Excerpt from a dataset:
+-------+
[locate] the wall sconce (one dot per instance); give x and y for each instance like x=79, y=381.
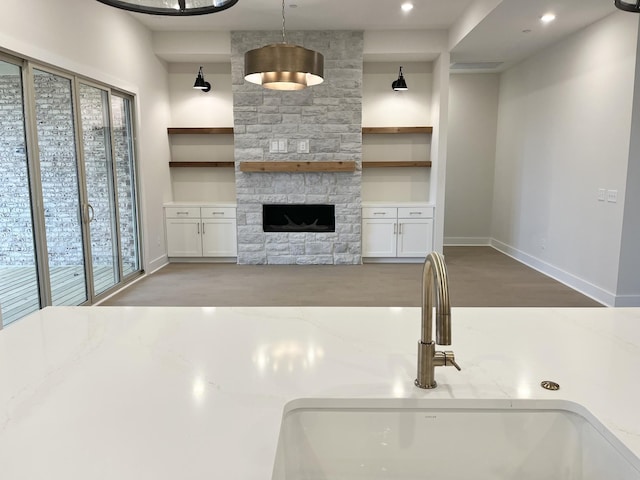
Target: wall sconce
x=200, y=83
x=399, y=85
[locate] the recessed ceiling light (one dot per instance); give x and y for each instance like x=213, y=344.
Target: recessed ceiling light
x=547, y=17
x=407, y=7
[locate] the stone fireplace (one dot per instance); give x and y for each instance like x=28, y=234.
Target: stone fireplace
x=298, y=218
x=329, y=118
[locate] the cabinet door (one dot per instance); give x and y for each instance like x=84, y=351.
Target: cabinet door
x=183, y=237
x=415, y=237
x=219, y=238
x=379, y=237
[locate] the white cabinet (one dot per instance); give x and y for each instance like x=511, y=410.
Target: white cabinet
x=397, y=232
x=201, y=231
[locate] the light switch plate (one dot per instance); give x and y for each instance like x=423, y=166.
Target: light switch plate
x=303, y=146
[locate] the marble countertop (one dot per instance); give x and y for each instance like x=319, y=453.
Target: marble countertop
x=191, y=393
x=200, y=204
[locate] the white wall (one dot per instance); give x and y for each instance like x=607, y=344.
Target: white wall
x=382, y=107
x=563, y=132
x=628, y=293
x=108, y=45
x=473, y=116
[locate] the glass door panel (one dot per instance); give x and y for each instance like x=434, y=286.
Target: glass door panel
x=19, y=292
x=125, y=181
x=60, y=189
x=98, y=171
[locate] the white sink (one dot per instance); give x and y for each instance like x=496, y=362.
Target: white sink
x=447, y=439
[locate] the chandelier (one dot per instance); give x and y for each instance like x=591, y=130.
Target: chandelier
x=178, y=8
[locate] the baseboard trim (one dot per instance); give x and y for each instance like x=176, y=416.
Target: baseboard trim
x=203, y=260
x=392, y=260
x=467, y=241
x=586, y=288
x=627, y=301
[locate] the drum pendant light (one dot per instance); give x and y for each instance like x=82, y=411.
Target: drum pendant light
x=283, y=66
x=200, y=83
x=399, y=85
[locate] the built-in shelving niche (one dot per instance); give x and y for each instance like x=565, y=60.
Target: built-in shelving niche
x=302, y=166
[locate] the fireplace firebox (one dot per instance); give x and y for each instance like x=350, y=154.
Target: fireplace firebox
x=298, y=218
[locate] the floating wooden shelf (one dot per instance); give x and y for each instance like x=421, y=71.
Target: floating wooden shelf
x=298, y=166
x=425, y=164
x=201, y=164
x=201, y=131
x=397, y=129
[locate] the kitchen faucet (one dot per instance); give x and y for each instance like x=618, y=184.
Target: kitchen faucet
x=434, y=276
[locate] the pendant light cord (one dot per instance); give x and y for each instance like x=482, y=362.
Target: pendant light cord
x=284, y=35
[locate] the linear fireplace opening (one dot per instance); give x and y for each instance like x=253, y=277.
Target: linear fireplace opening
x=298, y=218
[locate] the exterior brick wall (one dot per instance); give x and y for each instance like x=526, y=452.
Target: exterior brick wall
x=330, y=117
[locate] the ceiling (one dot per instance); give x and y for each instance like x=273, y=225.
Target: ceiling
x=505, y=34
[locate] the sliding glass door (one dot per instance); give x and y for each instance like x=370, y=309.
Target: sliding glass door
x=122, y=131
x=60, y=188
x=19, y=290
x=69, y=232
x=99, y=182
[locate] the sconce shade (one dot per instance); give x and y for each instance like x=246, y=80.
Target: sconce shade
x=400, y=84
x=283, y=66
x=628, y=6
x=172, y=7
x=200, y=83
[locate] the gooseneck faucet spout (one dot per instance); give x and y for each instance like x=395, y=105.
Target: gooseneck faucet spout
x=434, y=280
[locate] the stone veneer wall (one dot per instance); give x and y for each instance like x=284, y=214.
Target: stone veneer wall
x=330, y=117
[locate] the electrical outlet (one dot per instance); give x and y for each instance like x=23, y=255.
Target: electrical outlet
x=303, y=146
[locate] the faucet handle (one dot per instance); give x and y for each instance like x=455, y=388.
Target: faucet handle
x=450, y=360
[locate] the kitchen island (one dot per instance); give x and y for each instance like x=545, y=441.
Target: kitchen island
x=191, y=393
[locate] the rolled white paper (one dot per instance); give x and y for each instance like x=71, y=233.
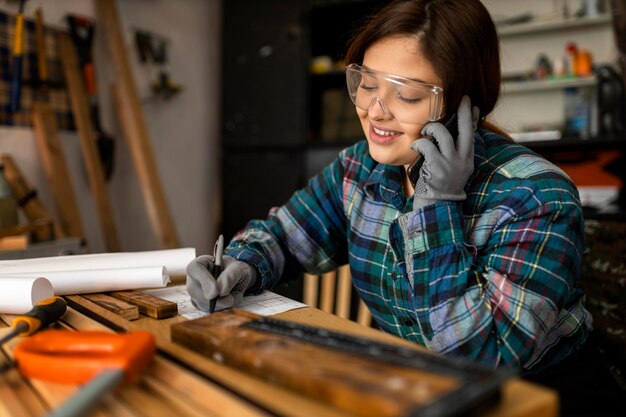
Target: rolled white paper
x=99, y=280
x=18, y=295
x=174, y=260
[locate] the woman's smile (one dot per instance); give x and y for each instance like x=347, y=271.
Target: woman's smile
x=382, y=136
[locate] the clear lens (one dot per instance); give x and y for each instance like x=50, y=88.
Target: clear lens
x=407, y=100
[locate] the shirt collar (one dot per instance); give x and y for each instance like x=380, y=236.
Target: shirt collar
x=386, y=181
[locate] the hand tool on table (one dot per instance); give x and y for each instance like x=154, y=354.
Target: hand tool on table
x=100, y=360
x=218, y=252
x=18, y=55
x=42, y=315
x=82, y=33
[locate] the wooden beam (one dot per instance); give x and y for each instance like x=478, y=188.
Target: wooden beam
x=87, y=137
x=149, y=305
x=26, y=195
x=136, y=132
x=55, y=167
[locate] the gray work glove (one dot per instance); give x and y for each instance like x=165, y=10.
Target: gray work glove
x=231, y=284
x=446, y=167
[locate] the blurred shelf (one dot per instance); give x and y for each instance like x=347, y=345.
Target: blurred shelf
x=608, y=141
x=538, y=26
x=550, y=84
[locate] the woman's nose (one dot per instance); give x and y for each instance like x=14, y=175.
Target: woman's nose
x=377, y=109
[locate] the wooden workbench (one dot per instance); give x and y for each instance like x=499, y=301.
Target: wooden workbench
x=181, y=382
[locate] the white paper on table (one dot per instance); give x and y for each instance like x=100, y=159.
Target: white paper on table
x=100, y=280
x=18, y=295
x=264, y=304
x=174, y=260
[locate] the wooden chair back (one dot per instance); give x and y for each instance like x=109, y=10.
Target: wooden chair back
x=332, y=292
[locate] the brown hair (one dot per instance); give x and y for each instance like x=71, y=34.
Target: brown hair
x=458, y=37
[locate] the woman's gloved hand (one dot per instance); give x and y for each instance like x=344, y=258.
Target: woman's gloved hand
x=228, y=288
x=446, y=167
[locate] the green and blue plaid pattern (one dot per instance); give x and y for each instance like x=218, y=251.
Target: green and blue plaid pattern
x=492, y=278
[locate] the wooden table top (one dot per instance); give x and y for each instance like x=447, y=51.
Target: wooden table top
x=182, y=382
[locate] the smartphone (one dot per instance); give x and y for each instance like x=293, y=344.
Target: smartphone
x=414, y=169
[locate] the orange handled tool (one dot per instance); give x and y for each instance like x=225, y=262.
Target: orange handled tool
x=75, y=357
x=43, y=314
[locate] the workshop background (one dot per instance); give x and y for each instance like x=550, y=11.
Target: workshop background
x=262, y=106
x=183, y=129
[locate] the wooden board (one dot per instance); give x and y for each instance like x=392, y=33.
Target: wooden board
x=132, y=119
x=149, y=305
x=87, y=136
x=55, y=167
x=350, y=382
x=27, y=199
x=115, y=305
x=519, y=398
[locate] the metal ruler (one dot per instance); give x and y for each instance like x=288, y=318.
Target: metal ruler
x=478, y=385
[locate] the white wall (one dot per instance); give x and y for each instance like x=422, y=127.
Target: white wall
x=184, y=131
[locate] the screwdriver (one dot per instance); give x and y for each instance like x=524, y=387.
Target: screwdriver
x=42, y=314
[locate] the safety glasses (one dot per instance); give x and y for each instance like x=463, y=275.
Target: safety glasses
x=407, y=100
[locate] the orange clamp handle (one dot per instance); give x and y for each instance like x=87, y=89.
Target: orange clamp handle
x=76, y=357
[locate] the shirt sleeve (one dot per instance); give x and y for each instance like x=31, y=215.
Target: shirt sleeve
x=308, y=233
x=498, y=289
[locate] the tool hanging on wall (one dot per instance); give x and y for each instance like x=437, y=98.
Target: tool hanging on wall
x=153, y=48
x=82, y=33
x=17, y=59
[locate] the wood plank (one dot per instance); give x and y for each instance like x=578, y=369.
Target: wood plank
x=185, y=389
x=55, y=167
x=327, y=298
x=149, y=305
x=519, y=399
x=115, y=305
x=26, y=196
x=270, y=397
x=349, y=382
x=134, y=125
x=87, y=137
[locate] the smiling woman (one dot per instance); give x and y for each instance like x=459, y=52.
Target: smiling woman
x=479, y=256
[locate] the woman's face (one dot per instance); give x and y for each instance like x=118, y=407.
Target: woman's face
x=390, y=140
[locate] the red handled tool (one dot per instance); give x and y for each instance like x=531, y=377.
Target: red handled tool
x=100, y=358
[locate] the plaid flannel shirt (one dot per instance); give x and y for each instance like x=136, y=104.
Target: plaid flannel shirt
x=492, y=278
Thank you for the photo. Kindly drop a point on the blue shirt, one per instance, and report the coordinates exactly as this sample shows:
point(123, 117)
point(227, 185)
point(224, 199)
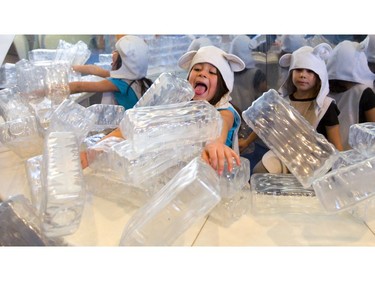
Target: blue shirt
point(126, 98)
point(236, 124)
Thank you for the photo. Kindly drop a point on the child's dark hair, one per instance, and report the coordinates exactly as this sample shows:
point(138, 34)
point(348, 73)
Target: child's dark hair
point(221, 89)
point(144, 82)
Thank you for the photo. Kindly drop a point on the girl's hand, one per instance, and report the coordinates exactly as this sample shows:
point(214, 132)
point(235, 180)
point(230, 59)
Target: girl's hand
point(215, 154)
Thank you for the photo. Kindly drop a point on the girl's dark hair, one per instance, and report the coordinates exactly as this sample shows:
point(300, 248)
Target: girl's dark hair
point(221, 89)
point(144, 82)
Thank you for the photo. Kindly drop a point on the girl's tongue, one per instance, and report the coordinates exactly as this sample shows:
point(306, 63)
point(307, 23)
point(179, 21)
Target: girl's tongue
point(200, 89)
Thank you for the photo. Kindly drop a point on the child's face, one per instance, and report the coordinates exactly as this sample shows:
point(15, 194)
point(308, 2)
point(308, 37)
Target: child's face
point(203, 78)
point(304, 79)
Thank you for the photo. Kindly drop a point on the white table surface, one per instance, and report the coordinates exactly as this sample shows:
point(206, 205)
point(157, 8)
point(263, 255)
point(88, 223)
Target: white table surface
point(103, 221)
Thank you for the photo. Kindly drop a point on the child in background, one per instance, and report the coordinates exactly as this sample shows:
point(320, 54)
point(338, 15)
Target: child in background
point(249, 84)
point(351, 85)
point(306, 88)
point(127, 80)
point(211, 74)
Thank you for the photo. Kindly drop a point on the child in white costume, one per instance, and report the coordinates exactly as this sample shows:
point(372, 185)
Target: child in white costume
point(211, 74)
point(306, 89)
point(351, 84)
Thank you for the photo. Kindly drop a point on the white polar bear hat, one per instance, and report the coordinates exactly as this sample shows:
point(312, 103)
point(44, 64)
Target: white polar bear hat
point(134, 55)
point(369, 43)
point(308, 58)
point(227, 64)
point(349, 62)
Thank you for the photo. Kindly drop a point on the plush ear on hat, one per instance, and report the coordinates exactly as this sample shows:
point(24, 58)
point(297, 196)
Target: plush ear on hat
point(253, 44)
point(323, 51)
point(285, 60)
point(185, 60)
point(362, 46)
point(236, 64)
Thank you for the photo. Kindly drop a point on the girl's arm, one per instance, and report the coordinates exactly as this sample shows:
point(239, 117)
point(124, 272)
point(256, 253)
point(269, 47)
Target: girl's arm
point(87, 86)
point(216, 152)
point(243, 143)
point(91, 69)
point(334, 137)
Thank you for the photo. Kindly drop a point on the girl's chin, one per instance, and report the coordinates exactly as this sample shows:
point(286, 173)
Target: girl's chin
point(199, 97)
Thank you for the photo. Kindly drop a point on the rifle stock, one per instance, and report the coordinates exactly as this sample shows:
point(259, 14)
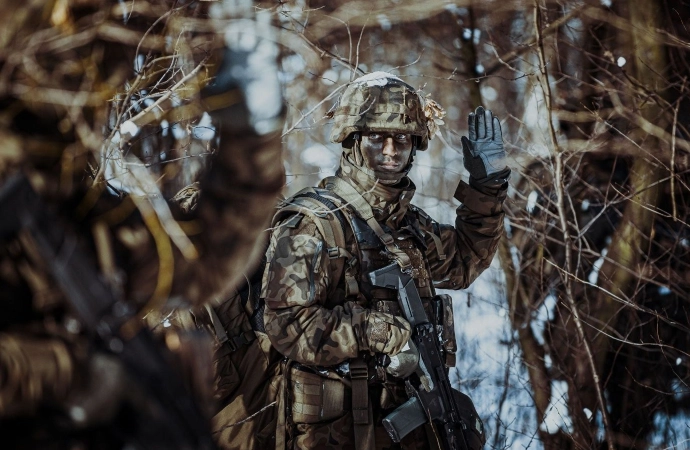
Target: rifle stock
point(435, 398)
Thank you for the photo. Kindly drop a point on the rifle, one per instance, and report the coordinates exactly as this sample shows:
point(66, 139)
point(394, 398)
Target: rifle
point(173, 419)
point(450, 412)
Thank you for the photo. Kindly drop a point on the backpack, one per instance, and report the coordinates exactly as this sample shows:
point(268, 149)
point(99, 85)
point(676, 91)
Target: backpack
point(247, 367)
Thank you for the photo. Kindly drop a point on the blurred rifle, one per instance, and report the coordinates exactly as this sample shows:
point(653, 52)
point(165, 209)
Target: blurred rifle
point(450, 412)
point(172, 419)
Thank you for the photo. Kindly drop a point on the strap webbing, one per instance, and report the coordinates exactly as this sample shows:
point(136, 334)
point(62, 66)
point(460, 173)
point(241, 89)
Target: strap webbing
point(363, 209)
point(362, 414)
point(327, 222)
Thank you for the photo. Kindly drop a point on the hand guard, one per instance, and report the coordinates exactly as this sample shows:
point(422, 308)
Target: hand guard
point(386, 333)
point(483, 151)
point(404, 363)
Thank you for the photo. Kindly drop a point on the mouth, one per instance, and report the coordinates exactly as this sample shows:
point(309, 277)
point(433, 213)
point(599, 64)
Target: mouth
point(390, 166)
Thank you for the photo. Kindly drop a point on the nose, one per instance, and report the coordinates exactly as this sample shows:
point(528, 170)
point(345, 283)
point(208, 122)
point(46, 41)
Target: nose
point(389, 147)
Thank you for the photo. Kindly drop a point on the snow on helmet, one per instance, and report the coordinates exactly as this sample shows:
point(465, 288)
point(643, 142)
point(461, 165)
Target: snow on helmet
+-------+
*Goal*
Copy the entries from the line containing "[locate] the built-in" through the line containing "x=302, y=166", inclusive, with the requests unchanged. Offset every number in the answer coordinates by adding 132, and leave the numbers in the requests and their format samples as they are.

*Exercise answer*
[locate] the built-in shelving niche (one dot per instance); give x and y for each instance like x=565, y=60.
Target: built-in shelving niche
x=434, y=298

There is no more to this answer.